Please rewrite every line of the part below that opens with the line containing "Could you point out every instance of the balcony in" and closes with the line containing "Could you point out every instance of the terracotta", keeping the text lines unchanged. Shift each coordinate in the answers up by 21.

Point annotations for photos:
---*---

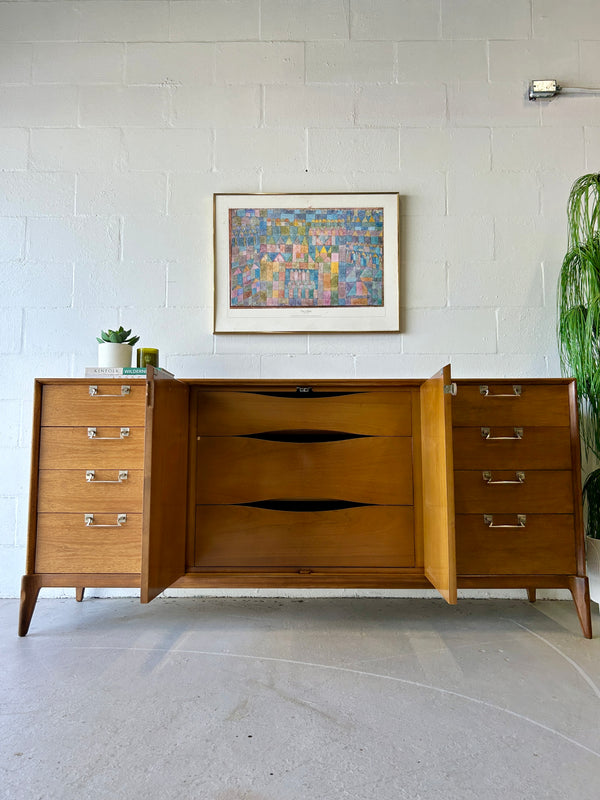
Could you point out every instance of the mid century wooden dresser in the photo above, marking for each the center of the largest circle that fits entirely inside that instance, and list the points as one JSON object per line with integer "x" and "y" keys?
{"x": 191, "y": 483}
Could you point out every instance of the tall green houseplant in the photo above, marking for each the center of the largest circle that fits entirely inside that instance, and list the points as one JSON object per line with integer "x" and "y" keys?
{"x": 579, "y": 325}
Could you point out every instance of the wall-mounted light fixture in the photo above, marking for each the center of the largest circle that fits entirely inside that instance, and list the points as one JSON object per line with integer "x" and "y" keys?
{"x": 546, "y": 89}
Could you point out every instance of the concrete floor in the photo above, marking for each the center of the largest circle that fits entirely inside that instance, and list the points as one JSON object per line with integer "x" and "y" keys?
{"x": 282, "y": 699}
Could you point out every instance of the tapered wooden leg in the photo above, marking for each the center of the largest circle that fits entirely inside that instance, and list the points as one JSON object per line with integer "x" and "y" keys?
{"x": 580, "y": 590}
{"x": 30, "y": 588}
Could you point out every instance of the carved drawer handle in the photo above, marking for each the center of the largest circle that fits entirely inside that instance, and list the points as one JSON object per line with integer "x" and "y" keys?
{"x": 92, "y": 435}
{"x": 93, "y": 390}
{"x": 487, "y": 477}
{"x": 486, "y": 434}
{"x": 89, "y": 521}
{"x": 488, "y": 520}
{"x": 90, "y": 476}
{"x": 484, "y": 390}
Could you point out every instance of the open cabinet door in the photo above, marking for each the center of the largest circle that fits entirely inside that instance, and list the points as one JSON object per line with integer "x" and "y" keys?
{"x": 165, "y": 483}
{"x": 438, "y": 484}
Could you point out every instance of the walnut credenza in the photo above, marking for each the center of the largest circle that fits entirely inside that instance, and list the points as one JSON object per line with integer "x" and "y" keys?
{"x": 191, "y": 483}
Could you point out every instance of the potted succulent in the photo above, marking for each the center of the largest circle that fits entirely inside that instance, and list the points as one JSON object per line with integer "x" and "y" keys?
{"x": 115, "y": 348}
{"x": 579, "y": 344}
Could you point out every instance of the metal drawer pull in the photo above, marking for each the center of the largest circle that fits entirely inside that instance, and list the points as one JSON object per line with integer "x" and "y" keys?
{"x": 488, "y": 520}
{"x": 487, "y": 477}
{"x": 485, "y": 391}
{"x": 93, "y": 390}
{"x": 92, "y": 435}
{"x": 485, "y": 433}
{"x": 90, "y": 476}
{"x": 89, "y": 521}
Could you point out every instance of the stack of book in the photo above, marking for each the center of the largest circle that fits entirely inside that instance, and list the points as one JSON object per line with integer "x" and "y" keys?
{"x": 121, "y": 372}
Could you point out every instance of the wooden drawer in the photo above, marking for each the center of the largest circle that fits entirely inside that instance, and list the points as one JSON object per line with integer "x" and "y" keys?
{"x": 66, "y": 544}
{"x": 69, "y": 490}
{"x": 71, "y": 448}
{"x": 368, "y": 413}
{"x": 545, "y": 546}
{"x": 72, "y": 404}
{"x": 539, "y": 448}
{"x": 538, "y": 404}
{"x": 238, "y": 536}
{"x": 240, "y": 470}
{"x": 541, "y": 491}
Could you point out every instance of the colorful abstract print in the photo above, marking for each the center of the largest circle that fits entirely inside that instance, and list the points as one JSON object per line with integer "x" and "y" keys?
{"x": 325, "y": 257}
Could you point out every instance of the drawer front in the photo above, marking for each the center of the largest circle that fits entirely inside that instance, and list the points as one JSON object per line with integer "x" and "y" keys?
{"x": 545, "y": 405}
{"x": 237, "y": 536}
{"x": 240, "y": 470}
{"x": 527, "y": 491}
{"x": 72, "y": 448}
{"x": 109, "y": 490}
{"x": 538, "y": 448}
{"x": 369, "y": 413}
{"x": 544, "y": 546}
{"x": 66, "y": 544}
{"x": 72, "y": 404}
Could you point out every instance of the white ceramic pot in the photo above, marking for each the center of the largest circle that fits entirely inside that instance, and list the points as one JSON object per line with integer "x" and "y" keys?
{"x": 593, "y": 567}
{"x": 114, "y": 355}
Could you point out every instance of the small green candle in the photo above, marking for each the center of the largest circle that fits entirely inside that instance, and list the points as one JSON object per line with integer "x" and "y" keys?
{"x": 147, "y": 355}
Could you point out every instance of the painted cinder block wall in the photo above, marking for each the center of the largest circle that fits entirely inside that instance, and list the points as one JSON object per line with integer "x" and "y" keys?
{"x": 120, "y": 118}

---*---

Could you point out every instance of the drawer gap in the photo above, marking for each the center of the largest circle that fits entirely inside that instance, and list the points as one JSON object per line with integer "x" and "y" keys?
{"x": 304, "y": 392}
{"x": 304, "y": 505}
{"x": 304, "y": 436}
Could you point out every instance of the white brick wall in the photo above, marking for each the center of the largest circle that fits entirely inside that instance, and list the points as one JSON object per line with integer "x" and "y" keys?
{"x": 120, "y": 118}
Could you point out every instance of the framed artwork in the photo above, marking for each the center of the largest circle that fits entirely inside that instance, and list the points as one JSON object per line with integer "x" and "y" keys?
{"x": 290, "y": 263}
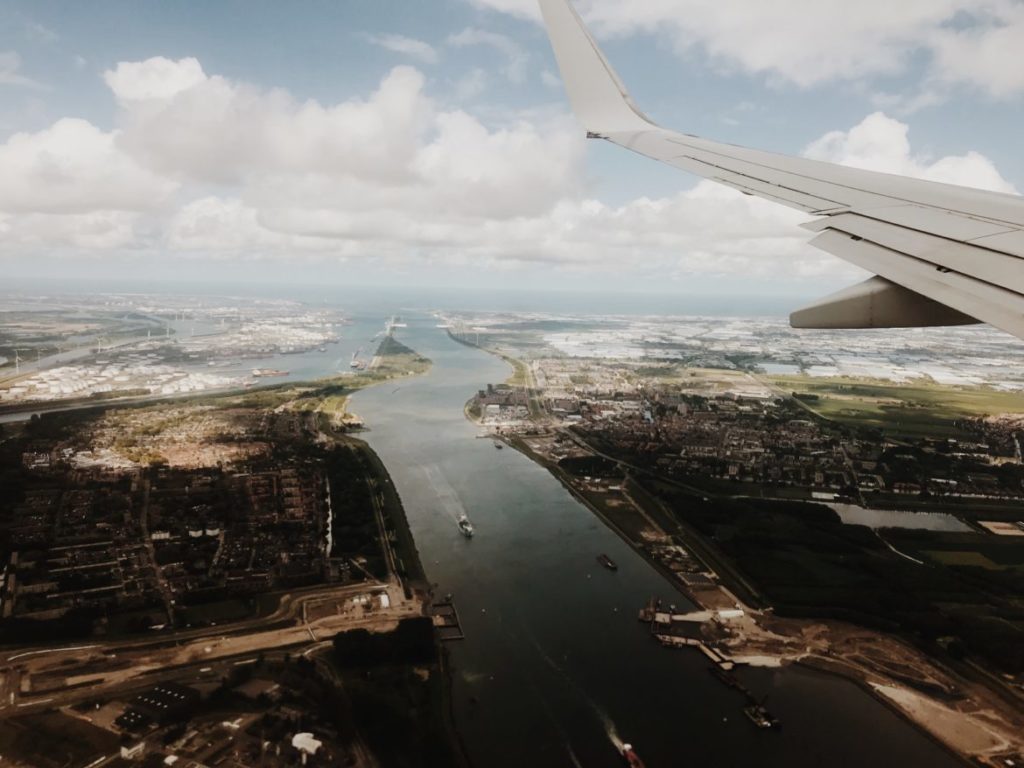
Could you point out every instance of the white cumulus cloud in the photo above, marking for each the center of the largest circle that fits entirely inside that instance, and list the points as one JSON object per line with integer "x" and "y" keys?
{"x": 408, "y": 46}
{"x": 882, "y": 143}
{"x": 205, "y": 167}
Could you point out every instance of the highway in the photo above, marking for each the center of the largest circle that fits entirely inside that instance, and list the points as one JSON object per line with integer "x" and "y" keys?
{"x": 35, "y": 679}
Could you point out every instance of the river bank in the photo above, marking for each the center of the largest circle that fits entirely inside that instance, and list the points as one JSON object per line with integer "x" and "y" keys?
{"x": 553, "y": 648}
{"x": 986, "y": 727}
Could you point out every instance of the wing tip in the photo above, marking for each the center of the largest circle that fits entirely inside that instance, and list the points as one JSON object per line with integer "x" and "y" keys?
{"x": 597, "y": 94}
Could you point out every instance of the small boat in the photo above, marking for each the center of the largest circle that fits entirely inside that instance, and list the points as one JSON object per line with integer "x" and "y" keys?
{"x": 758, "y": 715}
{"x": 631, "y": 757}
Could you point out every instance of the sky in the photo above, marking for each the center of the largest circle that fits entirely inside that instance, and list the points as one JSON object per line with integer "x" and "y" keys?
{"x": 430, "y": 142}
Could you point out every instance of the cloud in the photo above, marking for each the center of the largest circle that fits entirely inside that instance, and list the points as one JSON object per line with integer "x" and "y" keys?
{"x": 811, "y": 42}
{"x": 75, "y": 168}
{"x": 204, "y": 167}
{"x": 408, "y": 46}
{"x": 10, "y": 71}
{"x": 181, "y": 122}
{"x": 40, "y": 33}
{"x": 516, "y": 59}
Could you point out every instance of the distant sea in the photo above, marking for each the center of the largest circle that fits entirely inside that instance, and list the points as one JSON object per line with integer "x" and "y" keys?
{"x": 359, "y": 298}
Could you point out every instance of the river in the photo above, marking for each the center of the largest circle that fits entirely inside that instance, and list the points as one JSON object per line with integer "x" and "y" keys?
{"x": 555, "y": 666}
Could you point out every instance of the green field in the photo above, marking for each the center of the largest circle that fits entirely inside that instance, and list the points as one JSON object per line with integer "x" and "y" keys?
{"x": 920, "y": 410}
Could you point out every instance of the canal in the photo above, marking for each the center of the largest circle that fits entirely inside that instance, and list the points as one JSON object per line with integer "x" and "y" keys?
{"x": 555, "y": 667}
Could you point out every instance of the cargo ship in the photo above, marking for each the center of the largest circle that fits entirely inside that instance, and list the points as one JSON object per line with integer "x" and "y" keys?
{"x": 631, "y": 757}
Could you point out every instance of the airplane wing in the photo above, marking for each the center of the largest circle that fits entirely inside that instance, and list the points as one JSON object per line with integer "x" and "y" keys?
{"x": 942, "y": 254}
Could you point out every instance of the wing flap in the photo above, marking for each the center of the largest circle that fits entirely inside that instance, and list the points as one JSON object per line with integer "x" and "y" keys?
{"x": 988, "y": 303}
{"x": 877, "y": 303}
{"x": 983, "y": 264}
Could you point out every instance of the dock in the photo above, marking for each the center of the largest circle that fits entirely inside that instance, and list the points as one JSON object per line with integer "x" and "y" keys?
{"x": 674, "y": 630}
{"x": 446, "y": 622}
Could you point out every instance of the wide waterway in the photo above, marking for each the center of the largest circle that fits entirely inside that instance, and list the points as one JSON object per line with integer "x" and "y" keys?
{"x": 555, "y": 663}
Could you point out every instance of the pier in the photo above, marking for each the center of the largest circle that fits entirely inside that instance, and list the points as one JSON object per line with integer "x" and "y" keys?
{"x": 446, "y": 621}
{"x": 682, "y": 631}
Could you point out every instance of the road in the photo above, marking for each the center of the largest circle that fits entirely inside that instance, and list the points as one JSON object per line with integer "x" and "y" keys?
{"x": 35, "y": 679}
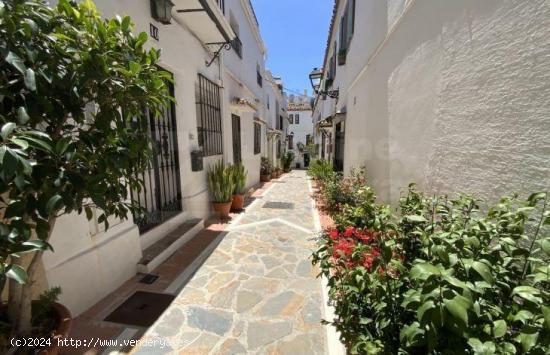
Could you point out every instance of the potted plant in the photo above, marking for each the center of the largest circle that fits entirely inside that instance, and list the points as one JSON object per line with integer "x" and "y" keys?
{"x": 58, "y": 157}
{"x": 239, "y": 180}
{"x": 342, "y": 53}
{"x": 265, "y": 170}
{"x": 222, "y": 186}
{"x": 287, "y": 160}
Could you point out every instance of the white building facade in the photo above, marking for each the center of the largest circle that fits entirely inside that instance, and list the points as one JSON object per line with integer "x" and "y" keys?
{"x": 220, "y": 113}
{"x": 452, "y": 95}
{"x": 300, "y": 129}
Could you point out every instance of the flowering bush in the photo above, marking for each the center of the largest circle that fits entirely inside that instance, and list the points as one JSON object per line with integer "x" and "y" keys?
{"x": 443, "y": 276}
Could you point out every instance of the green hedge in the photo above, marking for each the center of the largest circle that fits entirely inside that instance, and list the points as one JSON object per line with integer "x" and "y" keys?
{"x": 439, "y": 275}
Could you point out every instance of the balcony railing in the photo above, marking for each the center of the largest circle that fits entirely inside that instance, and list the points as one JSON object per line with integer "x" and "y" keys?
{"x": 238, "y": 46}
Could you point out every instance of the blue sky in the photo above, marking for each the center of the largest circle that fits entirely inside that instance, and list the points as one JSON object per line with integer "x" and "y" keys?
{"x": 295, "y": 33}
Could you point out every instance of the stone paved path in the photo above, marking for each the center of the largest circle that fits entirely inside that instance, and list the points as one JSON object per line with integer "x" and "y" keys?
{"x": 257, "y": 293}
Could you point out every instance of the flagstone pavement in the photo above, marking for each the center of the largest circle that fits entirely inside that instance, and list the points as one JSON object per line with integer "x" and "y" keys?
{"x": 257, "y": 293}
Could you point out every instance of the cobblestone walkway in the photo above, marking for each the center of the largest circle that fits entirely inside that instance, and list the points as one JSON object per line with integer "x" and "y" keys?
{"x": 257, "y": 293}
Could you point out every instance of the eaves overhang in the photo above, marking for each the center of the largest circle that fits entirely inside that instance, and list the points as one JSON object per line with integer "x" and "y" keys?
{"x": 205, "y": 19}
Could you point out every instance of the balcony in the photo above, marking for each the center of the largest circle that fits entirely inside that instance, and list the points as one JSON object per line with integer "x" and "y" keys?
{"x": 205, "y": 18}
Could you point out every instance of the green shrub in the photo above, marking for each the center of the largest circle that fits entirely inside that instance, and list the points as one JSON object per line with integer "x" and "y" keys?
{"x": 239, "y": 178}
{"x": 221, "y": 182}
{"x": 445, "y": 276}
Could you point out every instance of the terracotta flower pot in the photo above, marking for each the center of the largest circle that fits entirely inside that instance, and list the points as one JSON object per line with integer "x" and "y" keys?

---*---

◆ **Solution**
Could you point out every instance of the balcony in the photo above, marking for each the center of the largest circle that fits entirely inside that instance, and list the points as one JSON object per line with integer "x" and "y" keys?
{"x": 226, "y": 39}
Could you point out every instance of the green shrub in the photo above, marking for each the center of the largest circle that fits entirely inside that instance, and list the points as one JSON object per line with integer "x" and "y" keys?
{"x": 260, "y": 199}
{"x": 242, "y": 203}
{"x": 466, "y": 297}
Could you point out every instance of the terracotta flower pot in the photo above, marking for each the center of the largest circle that fits entirely inside that instance, and list the points as one JSON object per line with integer "x" and "y" keys?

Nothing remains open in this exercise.